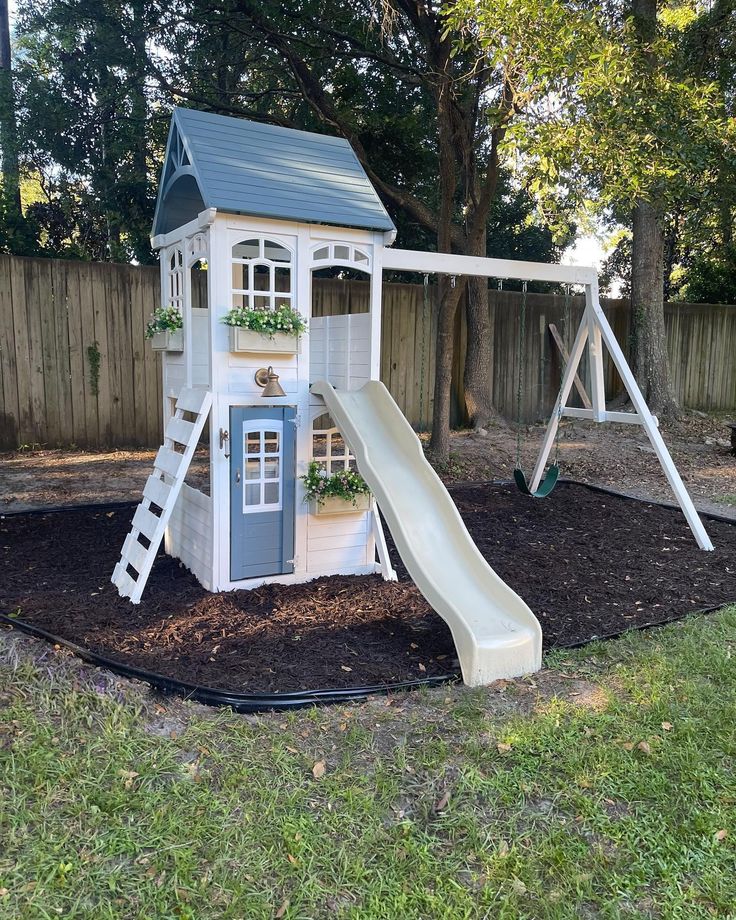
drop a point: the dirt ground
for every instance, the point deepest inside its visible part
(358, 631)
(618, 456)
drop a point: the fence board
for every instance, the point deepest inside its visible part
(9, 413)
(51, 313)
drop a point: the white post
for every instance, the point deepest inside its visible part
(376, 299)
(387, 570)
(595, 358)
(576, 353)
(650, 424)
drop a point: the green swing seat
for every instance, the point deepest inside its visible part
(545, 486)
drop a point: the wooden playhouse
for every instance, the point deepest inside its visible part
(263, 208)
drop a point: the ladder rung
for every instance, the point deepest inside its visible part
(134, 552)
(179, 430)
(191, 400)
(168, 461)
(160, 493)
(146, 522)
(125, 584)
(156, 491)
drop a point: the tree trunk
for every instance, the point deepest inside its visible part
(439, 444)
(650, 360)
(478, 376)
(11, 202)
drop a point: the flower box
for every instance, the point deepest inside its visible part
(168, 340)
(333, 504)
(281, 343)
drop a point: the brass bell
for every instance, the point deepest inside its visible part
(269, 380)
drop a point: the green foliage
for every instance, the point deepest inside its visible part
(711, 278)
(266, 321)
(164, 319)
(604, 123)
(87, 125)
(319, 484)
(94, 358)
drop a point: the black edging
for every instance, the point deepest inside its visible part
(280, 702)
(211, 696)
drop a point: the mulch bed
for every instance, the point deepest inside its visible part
______________________________
Set out every line of the records above as a Markdown table with the columns Row and Line, numbering each row and skipping blank lines. Leave the pictures out.

| Row | Line |
|---|---|
| 1 | drop a point: the dirt ground |
| 2 | for every instance, the point deepest inside its visible part |
| 3 | (358, 631) |
| 4 | (618, 456) |
| 5 | drop a point: the fence board |
| 6 | for every instance, the point deepest inside its visible part |
| 7 | (9, 413) |
| 8 | (51, 313) |
| 9 | drop a point: the white post |
| 10 | for every instance, the point deepest inside its visible part |
| 11 | (376, 299) |
| 12 | (387, 570) |
| 13 | (595, 358) |
| 14 | (576, 353) |
| 15 | (650, 424) |
| 16 | drop a point: the green swing seat |
| 17 | for every instance, the point deepest inside its visible part |
| 18 | (545, 486) |
| 19 | drop a point: the wooden playhouse |
| 20 | for every instance, the point deepest inside its visible part |
| 21 | (263, 208) |
| 22 | drop a point: the ladder rung |
| 23 | for every instance, the point deepest inside its visible part |
| 24 | (134, 552) |
| 25 | (179, 430) |
| 26 | (191, 400) |
| 27 | (168, 461) |
| 28 | (160, 493) |
| 29 | (146, 522) |
| 30 | (125, 584) |
| 31 | (156, 491) |
| 32 | drop a point: the tree trunk |
| 33 | for every instance, the point deepest inside its visible part |
| 34 | (439, 444) |
| 35 | (650, 360) |
| 36 | (478, 376) |
| 37 | (11, 202) |
| 38 | drop a point: the flower box |
| 39 | for every instance, the point deepest inside its visible part |
| 40 | (168, 340) |
| 41 | (333, 504) |
| 42 | (281, 343) |
| 43 | drop a point: the brass bell |
| 44 | for every instance, the point deepest inside its visible part |
| 45 | (269, 380) |
| 46 | drop a point: the green foliage |
| 47 | for every instance, the point deepest inside its visible part |
| 48 | (711, 278) |
| 49 | (266, 321) |
| 50 | (164, 319) |
| 51 | (604, 123) |
| 52 | (87, 125) |
| 53 | (319, 484) |
| 54 | (94, 358) |
| 55 | drop a point: the black edging |
| 56 | for every instance, the point deepest inside its visible part |
| 57 | (280, 702) |
| 58 | (211, 696) |
| 59 | drop a point: the mulch bed |
| 60 | for every instance, the point deepest inside its visible part |